What the exercise asks →
Rewrite every line of the records below as a Markdown table with two columns, "Number" for the row number and "Entry" for the line itself. Skip blank lines and leave out the pictures.

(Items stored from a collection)
......

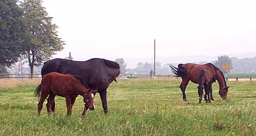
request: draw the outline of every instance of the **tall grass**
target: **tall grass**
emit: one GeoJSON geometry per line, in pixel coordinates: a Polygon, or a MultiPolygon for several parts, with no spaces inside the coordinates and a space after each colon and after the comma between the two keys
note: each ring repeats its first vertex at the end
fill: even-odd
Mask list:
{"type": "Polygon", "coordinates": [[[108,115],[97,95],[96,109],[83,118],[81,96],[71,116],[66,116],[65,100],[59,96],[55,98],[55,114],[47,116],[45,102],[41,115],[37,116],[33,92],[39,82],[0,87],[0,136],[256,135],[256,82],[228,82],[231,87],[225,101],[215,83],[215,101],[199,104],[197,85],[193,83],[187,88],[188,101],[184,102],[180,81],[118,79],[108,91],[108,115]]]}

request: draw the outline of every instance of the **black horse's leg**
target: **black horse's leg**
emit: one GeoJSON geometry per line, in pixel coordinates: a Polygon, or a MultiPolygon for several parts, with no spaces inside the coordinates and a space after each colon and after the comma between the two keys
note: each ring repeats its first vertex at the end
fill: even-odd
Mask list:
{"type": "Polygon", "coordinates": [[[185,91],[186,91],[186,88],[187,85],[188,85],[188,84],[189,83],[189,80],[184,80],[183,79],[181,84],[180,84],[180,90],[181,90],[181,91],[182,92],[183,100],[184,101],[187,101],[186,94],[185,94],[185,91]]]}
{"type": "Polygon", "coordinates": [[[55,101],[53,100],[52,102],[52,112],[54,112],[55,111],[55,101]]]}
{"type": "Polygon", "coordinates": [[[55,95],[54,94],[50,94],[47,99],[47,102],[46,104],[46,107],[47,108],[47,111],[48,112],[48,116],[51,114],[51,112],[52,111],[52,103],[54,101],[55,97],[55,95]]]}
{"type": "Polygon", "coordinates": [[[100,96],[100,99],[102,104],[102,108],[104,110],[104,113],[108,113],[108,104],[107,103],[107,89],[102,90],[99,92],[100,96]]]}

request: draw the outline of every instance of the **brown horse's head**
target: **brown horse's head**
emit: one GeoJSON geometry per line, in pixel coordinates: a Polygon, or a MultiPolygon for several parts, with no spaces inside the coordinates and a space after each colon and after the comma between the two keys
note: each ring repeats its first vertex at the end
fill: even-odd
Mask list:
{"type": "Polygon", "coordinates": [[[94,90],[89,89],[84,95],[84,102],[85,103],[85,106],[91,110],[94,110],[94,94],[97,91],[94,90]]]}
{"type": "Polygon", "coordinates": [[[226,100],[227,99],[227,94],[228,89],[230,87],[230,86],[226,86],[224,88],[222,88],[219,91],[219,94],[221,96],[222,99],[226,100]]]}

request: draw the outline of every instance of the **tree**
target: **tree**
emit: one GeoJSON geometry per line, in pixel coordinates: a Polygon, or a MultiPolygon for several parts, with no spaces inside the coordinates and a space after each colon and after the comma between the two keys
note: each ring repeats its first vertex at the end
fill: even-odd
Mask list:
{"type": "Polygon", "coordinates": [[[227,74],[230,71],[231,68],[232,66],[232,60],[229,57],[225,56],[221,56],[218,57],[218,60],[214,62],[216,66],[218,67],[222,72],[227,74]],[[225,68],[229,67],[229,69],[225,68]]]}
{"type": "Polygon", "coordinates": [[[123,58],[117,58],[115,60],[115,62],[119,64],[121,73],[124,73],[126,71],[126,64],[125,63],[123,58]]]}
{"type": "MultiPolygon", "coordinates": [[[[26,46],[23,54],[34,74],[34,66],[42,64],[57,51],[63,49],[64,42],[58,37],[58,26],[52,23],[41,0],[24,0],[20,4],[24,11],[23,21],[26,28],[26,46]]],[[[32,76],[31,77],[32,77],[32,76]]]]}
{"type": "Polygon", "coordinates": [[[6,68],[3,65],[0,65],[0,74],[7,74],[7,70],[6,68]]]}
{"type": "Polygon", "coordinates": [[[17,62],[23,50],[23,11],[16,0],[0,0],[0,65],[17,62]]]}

......

Solution →
| Number | Entry |
|---|---|
| 1 | request: draw the outline of every instance of the **tall grass** |
| 2 | target: **tall grass** |
| 3 | emit: one GeoJSON geometry per line, in pixel coordinates: a Polygon, or a MultiPolygon for several parts, with no spaces inside the coordinates and a space after each colon and after the comma between the two keys |
| 4 | note: each ring repeats its first vertex at the end |
| 5 | fill: even-odd |
| 6 | Mask list: |
| 7 | {"type": "Polygon", "coordinates": [[[108,115],[97,95],[96,109],[83,118],[81,96],[71,116],[66,116],[65,100],[59,96],[55,98],[55,114],[47,116],[45,102],[41,115],[37,116],[33,92],[39,82],[0,87],[0,136],[256,135],[256,82],[228,82],[231,87],[225,101],[215,83],[215,101],[199,104],[197,85],[193,83],[187,88],[188,101],[184,102],[180,81],[118,79],[108,91],[108,115]]]} |
| 8 | request: draw the outline of every instance of the **black horse's leg** |
| 9 | target: **black horse's leg** |
| 10 | emit: one GeoJSON geometry per line, in pixel coordinates: a Polygon, or a MultiPolygon for several parts, with no spaces inside the coordinates and a space after each colon and after the comma between the two keys |
| 11 | note: each ring repeats its first vertex at the end |
| 12 | fill: even-odd |
| 13 | Mask list: |
| 14 | {"type": "Polygon", "coordinates": [[[185,91],[186,91],[186,88],[187,85],[188,85],[188,84],[189,83],[189,80],[184,80],[183,79],[181,84],[180,84],[180,90],[181,90],[181,91],[182,92],[183,100],[184,101],[187,101],[186,94],[185,94],[185,91]]]} |
| 15 | {"type": "Polygon", "coordinates": [[[55,101],[53,100],[52,102],[52,112],[54,112],[55,111],[55,101]]]} |
| 16 | {"type": "Polygon", "coordinates": [[[55,95],[54,94],[50,94],[47,99],[47,102],[46,104],[46,107],[47,108],[47,111],[48,112],[48,116],[51,114],[51,112],[52,111],[52,103],[54,101],[55,97],[55,95]]]} |
| 17 | {"type": "Polygon", "coordinates": [[[100,96],[100,99],[102,104],[102,108],[104,110],[104,113],[108,113],[108,104],[107,103],[107,89],[102,90],[99,92],[100,96]]]} |
| 18 | request: draw the outline of every instance of the **brown horse's head** |
| 19 | target: **brown horse's head** |
| 20 | emit: one GeoJSON geometry per line, in pixel coordinates: a Polygon, or a MultiPolygon for several parts, with no spaces inside the coordinates and a space after each colon and after the comma between the two keys |
| 21 | note: each ring repeats its first vertex at the end |
| 22 | fill: even-odd |
| 23 | Mask list: |
| 24 | {"type": "Polygon", "coordinates": [[[94,90],[89,89],[84,95],[84,102],[85,103],[85,106],[91,110],[94,110],[94,94],[97,91],[94,90]]]} |
| 25 | {"type": "Polygon", "coordinates": [[[226,100],[227,99],[227,94],[228,89],[230,87],[230,86],[226,86],[224,88],[222,88],[219,91],[219,94],[221,96],[222,99],[226,100]]]} |
| 26 | request: draw the outline of every instance of the **tree** |
| 27 | target: **tree** |
| 28 | emit: one GeoJSON geometry per line, in pixel coordinates: a Polygon, or a MultiPolygon for several parts, with no spaces inside the coordinates and a space after each colon and after the comma between the two keys |
| 29 | note: each ring repeats its first vertex at the end |
| 30 | fill: even-odd |
| 31 | Mask list: |
| 32 | {"type": "Polygon", "coordinates": [[[227,74],[230,71],[231,68],[232,66],[232,60],[229,57],[225,56],[221,56],[218,57],[218,60],[214,62],[216,66],[218,67],[222,72],[227,74]],[[225,68],[229,67],[229,69],[225,68]]]} |
| 33 | {"type": "Polygon", "coordinates": [[[123,58],[117,58],[115,60],[115,62],[119,64],[121,73],[124,73],[126,71],[126,64],[125,63],[123,58]]]} |
| 34 | {"type": "MultiPolygon", "coordinates": [[[[26,46],[23,54],[34,74],[34,66],[42,64],[57,51],[63,49],[64,42],[58,37],[58,26],[52,23],[41,0],[24,0],[20,4],[24,11],[23,21],[26,28],[26,46]]],[[[32,76],[31,77],[32,77],[32,76]]]]} |
| 35 | {"type": "Polygon", "coordinates": [[[6,68],[3,65],[0,65],[0,74],[7,74],[7,70],[6,68]]]} |
| 36 | {"type": "Polygon", "coordinates": [[[17,62],[23,50],[23,11],[16,0],[0,0],[0,65],[17,62]]]} |